- _WORK INSTRUCTIONS_:
Could you copy out everything from the line containing "tag the person" down to the end of the items below, keeping every line and raising each answer coordinate by 31?

- _Records from a dataset_:
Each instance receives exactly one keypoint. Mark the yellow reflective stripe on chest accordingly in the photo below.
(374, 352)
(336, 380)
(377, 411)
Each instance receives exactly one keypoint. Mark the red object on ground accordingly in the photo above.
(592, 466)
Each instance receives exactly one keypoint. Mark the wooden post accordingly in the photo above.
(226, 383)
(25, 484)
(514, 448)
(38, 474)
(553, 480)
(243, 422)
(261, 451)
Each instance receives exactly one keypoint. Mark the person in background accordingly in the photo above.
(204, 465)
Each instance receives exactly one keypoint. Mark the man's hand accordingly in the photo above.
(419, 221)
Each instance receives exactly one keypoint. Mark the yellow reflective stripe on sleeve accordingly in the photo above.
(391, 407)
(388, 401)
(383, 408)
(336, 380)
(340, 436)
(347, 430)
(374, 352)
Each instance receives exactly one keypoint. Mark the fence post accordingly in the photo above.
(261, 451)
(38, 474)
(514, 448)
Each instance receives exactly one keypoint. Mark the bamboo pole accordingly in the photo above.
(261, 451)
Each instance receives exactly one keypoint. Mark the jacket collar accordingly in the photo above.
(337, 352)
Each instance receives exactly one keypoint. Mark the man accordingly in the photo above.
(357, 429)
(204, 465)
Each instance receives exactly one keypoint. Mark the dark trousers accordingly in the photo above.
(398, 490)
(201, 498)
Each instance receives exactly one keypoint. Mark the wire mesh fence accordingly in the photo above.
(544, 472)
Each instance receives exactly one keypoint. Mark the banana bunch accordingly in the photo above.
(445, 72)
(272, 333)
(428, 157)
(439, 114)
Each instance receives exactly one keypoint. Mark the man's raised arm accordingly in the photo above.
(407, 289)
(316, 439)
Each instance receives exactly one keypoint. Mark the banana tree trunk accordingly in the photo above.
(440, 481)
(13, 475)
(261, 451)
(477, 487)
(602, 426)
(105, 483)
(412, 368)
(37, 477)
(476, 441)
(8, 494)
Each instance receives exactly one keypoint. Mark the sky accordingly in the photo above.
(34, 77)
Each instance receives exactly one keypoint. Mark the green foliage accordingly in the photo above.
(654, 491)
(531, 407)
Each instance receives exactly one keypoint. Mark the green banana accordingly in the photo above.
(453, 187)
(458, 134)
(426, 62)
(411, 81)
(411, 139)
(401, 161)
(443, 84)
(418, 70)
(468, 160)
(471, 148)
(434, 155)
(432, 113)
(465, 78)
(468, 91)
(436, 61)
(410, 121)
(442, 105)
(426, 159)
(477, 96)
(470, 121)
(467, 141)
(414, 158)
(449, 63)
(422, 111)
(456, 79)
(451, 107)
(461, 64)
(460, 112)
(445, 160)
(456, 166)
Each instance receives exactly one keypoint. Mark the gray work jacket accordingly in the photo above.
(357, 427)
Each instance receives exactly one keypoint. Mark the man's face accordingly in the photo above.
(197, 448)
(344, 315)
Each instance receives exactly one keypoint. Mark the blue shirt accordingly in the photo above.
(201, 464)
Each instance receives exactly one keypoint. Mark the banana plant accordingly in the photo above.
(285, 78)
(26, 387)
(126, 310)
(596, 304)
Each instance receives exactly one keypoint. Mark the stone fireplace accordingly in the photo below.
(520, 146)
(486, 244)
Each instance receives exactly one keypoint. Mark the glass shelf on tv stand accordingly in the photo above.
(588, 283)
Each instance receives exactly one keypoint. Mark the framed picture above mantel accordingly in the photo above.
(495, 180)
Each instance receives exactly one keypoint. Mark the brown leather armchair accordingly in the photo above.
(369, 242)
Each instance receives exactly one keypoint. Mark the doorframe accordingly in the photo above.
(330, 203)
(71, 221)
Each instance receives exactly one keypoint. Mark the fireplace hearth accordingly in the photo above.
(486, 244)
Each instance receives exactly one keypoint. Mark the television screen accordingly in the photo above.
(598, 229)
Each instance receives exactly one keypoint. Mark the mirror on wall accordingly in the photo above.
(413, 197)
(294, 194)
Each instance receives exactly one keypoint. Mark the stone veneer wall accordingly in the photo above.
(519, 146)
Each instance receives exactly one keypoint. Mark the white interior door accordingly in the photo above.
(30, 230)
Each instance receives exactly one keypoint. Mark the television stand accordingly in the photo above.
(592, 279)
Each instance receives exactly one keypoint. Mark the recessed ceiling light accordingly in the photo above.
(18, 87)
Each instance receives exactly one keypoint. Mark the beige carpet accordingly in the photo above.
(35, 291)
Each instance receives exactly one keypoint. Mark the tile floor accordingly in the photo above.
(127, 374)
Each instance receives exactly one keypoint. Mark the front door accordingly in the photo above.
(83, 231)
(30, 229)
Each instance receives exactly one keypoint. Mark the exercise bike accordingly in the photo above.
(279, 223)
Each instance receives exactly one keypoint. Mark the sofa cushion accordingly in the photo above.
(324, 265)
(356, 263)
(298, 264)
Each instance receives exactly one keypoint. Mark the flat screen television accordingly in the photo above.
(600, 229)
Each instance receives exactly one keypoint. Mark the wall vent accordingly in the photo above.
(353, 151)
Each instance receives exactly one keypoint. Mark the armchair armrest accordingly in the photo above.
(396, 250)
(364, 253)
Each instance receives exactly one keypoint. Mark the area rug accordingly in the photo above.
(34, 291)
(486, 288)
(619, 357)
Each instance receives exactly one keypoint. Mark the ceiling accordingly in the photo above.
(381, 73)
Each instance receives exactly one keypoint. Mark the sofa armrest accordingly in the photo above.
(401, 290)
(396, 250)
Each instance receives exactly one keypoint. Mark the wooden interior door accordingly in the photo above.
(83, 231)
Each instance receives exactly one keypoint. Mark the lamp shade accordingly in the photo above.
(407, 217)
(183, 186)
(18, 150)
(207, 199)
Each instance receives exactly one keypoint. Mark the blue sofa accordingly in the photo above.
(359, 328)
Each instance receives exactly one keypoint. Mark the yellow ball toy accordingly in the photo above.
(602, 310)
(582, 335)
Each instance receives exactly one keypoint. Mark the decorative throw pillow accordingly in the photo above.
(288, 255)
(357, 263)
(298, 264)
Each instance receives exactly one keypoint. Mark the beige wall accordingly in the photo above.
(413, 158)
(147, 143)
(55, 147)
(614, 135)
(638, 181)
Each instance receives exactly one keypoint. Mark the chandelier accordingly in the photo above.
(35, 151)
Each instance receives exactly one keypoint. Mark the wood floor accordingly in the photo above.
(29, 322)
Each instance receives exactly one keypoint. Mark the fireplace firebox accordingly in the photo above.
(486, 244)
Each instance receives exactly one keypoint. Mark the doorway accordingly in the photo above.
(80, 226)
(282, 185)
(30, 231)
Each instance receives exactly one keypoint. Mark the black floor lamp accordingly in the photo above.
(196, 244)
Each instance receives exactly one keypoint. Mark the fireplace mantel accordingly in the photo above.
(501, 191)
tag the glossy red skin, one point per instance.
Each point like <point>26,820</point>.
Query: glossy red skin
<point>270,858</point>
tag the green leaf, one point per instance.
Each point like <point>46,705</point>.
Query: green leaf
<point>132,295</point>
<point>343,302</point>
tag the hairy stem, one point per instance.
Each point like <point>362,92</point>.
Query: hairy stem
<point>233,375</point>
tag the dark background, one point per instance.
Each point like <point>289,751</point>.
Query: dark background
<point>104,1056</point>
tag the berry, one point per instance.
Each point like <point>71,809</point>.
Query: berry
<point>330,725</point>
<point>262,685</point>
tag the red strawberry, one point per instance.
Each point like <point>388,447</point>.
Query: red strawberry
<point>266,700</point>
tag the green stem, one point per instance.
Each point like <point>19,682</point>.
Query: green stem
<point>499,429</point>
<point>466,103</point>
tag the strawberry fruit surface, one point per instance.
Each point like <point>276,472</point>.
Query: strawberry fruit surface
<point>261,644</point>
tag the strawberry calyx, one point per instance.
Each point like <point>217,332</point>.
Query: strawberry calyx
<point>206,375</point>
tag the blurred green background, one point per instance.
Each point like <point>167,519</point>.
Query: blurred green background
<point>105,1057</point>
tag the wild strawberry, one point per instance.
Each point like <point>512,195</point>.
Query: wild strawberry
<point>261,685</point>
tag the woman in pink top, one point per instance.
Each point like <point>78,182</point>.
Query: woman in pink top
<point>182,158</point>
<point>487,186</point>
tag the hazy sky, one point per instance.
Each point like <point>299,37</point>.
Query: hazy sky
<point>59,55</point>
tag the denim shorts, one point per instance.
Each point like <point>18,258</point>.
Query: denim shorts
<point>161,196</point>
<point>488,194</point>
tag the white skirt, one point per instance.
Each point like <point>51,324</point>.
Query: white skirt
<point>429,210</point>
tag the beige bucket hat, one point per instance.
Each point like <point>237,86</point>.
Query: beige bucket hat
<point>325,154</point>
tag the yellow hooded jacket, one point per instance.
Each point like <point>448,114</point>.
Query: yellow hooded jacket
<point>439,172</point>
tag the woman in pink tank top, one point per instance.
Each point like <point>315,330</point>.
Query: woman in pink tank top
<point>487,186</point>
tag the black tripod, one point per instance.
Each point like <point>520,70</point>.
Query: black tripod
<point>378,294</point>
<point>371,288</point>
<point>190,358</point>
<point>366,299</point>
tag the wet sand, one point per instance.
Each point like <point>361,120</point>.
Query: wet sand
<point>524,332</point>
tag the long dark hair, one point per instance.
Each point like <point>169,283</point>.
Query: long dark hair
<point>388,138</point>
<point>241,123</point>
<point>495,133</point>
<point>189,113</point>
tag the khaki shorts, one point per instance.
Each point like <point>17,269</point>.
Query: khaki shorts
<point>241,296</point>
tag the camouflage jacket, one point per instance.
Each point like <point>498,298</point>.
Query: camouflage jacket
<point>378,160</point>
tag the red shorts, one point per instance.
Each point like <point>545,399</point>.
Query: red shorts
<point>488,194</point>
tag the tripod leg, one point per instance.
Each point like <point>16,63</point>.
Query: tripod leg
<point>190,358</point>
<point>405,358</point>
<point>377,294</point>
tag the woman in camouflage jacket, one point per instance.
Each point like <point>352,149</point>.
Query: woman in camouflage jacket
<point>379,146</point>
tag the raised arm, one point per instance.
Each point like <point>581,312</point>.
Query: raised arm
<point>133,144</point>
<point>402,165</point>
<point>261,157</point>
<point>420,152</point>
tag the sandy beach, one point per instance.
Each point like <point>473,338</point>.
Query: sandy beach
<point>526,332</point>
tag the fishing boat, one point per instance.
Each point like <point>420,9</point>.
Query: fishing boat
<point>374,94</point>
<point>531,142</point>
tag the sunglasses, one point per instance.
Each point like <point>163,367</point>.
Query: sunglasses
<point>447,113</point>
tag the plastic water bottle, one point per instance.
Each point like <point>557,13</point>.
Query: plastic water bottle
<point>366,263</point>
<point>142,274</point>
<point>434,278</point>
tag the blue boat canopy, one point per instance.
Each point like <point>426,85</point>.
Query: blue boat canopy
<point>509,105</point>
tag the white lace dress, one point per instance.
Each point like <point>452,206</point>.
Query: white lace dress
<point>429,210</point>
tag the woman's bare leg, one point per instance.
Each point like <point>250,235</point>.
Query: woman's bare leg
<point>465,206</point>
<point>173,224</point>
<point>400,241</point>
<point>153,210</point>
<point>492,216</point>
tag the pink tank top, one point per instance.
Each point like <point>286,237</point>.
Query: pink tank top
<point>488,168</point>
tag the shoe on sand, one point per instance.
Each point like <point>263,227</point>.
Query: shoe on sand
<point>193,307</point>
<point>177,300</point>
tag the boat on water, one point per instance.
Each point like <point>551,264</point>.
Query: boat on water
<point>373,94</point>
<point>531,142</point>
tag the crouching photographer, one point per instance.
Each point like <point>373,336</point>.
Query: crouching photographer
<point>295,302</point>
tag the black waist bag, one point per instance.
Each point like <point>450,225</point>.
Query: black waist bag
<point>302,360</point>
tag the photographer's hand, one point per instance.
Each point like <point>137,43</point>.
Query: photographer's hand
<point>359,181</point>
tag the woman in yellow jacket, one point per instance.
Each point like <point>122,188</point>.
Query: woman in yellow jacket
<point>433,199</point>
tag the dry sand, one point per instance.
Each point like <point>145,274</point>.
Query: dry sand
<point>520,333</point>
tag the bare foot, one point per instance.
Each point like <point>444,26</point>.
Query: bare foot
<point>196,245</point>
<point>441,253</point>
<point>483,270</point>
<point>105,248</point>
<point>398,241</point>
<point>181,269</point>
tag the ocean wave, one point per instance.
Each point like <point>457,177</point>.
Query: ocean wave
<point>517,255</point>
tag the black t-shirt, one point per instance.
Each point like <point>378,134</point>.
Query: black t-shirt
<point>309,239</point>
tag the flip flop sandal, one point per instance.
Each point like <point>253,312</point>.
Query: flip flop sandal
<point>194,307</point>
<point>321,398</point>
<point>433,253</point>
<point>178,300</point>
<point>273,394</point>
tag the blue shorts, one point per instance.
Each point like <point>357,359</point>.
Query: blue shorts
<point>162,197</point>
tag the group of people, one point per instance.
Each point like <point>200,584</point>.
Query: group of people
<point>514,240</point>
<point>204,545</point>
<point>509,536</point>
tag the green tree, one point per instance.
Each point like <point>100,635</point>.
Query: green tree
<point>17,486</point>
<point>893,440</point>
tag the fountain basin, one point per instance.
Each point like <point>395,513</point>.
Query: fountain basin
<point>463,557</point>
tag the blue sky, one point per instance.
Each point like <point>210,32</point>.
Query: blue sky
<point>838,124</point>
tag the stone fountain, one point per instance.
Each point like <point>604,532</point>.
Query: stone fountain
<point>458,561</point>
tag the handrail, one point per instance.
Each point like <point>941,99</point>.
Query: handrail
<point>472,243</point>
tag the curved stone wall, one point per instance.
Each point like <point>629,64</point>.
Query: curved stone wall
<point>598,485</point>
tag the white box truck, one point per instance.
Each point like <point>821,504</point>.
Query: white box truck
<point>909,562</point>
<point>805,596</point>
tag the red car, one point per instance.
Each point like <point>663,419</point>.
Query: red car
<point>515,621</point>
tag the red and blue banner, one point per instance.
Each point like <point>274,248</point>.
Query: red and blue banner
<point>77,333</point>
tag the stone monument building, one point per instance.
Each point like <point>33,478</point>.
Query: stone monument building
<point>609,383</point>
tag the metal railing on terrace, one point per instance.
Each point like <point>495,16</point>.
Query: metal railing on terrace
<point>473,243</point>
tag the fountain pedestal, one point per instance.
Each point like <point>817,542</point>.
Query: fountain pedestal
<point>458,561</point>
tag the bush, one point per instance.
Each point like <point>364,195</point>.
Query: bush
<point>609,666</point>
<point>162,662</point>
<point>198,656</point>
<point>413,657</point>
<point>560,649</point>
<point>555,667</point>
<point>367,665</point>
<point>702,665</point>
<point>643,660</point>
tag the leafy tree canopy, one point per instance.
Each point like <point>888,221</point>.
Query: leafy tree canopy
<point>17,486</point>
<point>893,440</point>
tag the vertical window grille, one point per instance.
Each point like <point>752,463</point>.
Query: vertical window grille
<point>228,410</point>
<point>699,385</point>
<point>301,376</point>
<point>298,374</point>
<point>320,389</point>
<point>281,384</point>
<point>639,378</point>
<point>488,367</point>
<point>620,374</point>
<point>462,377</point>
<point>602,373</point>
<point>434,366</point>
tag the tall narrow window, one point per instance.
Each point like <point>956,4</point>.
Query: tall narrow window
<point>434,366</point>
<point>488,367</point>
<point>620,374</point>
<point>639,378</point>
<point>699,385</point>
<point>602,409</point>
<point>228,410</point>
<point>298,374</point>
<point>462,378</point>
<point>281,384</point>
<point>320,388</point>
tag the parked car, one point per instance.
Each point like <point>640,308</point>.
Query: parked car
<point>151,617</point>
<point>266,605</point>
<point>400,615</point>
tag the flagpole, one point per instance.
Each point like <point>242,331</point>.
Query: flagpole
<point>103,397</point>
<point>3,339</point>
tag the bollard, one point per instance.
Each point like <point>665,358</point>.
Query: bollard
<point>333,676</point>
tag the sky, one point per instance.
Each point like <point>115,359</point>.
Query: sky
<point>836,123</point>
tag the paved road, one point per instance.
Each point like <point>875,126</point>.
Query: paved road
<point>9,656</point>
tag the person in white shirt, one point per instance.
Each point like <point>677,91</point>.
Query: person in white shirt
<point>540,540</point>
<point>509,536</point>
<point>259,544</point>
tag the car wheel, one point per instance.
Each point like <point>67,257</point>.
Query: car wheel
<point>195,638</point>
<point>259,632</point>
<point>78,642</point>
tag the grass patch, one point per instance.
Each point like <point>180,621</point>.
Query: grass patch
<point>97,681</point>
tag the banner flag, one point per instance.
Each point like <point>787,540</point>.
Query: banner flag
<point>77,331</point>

- _RESULT BELOW_:
tag the person in white shirt, one point per instance.
Each point like <point>677,91</point>.
Query: person in white shirt
<point>571,571</point>
<point>540,567</point>
<point>290,575</point>
tag the car wheel, one point per instance.
Each point like <point>67,257</point>.
Query: car wheel
<point>226,669</point>
<point>290,663</point>
<point>109,673</point>
tag the grass patch, one point per instance.
Each point like <point>180,621</point>.
Query: grass patch
<point>128,712</point>
tag the banner flag, one point per instance.
Each point like <point>787,540</point>.
Query: banner flag
<point>108,362</point>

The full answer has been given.